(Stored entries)
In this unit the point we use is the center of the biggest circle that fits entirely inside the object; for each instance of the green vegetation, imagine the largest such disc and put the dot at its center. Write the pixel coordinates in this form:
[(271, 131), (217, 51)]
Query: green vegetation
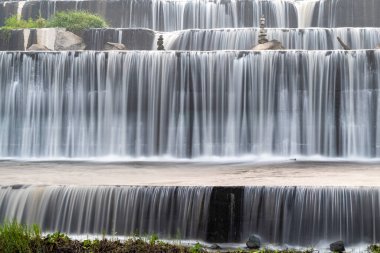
[(74, 21)]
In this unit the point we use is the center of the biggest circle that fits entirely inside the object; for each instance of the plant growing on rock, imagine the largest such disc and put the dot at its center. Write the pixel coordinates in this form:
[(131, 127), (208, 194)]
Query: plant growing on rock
[(76, 21)]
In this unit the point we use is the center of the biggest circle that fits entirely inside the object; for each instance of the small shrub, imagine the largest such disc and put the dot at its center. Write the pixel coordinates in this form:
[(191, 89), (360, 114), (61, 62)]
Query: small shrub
[(374, 248), (76, 21)]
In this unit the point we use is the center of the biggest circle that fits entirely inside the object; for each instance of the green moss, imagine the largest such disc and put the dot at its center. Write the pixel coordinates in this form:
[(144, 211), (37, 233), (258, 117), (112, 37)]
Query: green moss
[(76, 21)]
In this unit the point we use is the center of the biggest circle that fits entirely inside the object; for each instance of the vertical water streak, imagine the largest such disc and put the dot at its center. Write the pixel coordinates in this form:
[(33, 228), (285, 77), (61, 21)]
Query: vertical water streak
[(167, 211), (306, 216)]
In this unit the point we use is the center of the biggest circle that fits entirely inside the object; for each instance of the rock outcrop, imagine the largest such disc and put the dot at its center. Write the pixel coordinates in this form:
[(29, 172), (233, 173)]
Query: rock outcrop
[(66, 40)]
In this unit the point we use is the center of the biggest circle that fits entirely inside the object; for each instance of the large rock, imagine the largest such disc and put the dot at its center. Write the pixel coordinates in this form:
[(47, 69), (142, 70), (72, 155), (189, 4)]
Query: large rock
[(65, 40), (38, 47), (114, 46), (270, 45), (337, 246), (253, 242)]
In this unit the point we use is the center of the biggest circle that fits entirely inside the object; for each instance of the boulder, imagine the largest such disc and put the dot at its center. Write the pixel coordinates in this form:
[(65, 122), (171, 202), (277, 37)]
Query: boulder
[(270, 45), (68, 41), (337, 246), (37, 47), (253, 242), (114, 46)]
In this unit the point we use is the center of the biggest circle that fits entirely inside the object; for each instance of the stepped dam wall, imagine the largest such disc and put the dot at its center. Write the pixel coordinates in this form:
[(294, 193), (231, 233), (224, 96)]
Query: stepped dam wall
[(166, 15)]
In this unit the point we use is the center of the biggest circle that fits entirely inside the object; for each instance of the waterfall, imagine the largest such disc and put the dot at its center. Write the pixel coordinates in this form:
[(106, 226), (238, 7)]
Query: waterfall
[(167, 15), (167, 211), (306, 216), (246, 38), (189, 104)]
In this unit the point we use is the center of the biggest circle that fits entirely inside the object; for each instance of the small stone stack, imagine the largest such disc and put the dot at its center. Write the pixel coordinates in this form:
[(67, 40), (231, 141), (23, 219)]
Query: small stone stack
[(263, 33), (160, 43)]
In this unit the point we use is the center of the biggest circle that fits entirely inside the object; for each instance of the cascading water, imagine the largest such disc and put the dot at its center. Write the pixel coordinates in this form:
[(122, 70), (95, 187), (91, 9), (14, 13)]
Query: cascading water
[(189, 104), (167, 211), (307, 216)]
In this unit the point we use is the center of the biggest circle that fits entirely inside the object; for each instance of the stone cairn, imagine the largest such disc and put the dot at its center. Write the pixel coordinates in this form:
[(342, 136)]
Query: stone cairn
[(263, 33), (160, 43)]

_JOB_
Above are the records; copy exactly the lines from the one with "the small stone" through the final line.

_THE OUTPUT_
In this unit the point we use is the center of the biggest circle that fits entirely inside the object; for each instance of the small stone stack, imagine the largest such disc and put the dot at its center. Write the pixel coordinates in this form:
[(67, 40), (231, 141), (23, 219)]
Query: small stone stack
[(263, 33), (160, 43)]
In this unit the point we use is the center of the biggest circle that fits entirely inside the object; for each instance of the cascading water, imagine the largest such disc and put the dot at its center. Write the pixel coordinates in this form:
[(122, 70), (95, 187), (91, 9), (14, 13)]
Query: cascading water
[(189, 104), (167, 211), (307, 216)]
In this unit the point we use is the center of the biggest circle that fits entirely inside the object; for each instance of the stone cairn, imagine the largest such disc and put the dot at its center. Write the pixel coordinates in this form:
[(342, 136)]
Query: stone cairn
[(263, 33), (160, 43)]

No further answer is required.